* DOKUMEN
........

Oleh : Abdurrahman Misno
Sebuah pertanyaan yang
menarik untuk dijawab adalah “Kenapa hukum Islam bisa diterima oleh manusia
dengan berbagai tradisi dan budaya yang berbeda?” untuk menjawab hal ini maka
kita harus melihat hukum Islam sebagai sebuah realitas general. Dalam hal ini bagaimana
sebenarnya azas dan prinsip hukum Islam yang bersifat umum dan bisa diterima
oleh manusia pada umumnya.
Beberapa azas dan
prinsip hukum Islam yang bersifat universal adalah :
a.
Azas Nafyul kharaji,
meniadakan kepicikan, artinya hukum Islam dibuat dan diciptakan itu berada
dalam batas-batas kemampuan para mukallaf. Namun bukan berarti tidak ada
kesukaran sedikitpun sehingga tidak ada tantangan, sehingga tatkala ada
kesukaran yang muncul bukan hukum Islam itu digugurkan melainkan melahirkan
hukum Rukhsah/keringanan.
b.

........

* Entri data tersimpan
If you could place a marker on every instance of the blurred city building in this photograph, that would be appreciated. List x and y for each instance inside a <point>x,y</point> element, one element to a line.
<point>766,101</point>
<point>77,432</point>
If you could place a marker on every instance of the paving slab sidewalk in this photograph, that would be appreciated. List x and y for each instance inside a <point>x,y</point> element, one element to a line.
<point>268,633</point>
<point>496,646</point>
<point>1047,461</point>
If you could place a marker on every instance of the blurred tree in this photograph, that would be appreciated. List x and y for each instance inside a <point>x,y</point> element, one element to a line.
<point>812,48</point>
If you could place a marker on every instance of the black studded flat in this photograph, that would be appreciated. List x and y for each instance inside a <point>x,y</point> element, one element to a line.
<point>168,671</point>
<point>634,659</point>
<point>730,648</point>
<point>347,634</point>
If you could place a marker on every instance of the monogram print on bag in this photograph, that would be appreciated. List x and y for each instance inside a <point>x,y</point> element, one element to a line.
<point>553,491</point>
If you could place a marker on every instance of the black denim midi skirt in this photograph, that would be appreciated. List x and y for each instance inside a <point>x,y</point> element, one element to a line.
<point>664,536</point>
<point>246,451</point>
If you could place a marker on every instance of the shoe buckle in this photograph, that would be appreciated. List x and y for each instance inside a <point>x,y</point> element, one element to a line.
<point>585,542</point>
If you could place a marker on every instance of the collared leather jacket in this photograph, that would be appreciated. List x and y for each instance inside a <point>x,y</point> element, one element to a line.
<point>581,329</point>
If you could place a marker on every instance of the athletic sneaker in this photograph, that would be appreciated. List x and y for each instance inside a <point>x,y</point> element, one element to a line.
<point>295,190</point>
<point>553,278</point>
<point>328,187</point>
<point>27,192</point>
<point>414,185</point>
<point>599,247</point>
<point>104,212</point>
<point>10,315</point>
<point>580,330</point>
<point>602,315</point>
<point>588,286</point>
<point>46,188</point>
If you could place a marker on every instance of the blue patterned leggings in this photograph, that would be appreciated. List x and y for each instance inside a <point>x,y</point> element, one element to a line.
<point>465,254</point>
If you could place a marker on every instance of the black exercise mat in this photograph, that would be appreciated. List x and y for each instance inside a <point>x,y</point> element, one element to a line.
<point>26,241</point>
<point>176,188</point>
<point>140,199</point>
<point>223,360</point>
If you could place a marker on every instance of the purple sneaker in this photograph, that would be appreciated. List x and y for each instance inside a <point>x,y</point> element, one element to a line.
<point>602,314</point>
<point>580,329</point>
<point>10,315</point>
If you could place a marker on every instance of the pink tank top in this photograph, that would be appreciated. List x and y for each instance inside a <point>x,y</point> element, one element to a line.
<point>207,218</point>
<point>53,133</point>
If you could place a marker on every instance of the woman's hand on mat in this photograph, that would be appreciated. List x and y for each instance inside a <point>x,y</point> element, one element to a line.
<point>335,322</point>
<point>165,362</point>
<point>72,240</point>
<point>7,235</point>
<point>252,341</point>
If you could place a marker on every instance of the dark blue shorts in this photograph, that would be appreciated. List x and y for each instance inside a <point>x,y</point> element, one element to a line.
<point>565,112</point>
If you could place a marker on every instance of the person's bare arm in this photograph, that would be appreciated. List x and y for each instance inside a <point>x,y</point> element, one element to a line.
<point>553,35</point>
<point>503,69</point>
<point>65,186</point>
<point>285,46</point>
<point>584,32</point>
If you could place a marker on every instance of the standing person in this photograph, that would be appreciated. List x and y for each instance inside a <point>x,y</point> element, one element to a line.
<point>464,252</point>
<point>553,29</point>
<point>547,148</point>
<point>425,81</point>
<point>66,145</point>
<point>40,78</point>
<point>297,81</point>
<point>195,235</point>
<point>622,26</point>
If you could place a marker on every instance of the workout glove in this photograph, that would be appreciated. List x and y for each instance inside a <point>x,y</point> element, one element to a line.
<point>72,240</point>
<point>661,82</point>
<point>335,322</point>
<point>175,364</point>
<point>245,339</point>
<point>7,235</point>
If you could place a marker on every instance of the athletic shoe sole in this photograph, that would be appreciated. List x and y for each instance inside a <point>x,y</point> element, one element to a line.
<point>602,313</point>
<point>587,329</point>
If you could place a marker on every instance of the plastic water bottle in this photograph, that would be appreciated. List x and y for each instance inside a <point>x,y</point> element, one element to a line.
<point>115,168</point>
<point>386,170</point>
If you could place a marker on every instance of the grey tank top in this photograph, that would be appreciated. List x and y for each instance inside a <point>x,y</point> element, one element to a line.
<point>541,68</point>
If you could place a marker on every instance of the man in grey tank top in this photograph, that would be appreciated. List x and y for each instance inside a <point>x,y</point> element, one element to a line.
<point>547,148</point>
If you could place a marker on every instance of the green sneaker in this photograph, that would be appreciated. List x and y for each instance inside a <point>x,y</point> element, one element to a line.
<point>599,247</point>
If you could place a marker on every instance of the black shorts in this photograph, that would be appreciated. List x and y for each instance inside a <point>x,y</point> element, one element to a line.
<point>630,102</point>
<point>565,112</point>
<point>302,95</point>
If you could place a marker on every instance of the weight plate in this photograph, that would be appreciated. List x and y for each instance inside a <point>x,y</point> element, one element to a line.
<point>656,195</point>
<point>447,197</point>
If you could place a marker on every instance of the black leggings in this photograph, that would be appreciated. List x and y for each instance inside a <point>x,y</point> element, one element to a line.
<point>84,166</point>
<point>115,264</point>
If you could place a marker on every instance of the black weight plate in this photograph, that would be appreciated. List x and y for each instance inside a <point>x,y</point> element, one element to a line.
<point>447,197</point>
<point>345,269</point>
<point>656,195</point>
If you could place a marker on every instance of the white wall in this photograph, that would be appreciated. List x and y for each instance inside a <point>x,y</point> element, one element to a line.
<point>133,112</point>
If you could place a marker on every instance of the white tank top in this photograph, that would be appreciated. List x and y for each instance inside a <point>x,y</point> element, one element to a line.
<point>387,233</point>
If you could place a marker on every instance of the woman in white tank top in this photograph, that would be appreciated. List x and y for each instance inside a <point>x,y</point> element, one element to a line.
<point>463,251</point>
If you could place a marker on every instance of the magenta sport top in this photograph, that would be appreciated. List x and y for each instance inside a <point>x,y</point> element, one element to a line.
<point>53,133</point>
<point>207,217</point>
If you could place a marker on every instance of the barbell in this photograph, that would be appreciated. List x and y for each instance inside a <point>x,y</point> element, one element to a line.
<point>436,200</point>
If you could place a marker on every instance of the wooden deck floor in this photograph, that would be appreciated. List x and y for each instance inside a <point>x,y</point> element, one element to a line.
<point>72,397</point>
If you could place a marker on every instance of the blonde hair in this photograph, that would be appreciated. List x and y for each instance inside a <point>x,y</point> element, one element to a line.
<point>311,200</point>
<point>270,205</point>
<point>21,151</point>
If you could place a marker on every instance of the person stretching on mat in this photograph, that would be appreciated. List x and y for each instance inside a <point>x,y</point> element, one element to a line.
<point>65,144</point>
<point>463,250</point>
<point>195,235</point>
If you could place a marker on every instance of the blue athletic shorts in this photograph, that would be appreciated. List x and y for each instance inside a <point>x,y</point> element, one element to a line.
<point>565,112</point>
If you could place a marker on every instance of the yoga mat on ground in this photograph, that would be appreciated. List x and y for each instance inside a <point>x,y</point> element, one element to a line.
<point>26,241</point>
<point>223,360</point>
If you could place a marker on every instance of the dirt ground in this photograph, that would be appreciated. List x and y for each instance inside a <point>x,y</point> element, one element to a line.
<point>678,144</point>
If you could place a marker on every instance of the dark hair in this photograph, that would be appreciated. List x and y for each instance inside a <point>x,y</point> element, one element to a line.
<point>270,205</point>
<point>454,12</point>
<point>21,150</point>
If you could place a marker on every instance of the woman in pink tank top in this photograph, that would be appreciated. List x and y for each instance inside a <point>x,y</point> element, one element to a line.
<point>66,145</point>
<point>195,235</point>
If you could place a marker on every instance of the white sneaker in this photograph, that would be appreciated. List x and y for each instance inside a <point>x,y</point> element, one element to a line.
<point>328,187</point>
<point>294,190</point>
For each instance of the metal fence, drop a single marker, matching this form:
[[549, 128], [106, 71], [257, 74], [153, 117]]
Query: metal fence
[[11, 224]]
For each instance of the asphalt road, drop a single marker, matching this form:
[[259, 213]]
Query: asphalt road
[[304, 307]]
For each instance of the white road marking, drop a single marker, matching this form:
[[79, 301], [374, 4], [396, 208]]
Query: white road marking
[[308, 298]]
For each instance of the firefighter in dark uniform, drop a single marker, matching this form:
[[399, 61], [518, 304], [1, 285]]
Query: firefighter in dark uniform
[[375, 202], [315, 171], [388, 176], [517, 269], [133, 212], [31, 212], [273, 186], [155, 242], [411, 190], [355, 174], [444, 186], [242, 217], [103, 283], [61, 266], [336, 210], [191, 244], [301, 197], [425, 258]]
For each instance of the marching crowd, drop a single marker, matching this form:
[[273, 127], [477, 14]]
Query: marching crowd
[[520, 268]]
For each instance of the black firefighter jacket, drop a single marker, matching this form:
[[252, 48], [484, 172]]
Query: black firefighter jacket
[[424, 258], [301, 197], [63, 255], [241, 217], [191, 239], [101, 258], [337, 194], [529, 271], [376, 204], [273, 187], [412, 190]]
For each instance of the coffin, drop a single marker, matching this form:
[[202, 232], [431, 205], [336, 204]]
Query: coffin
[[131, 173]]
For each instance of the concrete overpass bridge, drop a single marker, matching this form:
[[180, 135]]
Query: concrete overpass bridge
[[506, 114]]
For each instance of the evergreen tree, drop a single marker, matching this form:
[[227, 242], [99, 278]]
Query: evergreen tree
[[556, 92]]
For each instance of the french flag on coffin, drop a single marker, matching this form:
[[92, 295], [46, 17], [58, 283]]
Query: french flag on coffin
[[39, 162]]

........

* TUGAS A
Salin kata demi kata bagian teks tentang azas hukum Islam, mulai dari "Oleh : Abdurrahman" sampai dengan "manusia pada umumnya.".
* TUGAS B
Tolong tulis ulang catatan dari baris pertama sampai dengan baris yang memuat "<point>347,634</point>", dengan mengganti "photograph" menjadi "image" tanpa mengubah apa pun selain itu. Berikan hanya baris-baris tersebut.
Teks dan catatan ini tidak berhubungan satu sama lain.

* JAWABAN TUGAS A
Oleh : Abdurrahman Misno
Sebuah pertanyaan yang
menarik untuk dijawab adalah “Kenapa hukum Islam bisa diterima oleh manusia
dengan berbagai tradisi dan budaya yang berbeda?” untuk menjawab hal ini maka
kita harus melihat hukum Islam sebagai sebuah realitas general. Dalam hal ini bagaimana
sebenarnya azas dan prinsip hukum Islam yang bersifat umum dan bisa diterima
oleh manusia pada umumnya.

* JAWABAN TUGAS B
If you could place a marker on every instance of the blurred city building in this image, that would be appreciated. List x and y for each instance inside a <point>x,y</point> element, one element to a line.
<point>766,101</point>
<point>77,432</point>
If you could place a marker on every instance of the paving slab sidewalk in this image, that would be appreciated. List x and y for each instance inside a <point>x,y</point> element, one element to a line.
<point>268,633</point>
<point>496,646</point>
<point>1047,461</point>
If you could place a marker on every instance of the blurred tree in this image, that would be appreciated. List x and y for each instance inside a <point>x,y</point> element, one element to a line.
<point>812,48</point>
If you could place a marker on every instance of the black studded flat in this image, that would be appreciated. List x and y for each instance inside a <point>x,y</point> element, one element to a line.
<point>168,671</point>
<point>634,659</point>
<point>730,648</point>
<point>347,634</point>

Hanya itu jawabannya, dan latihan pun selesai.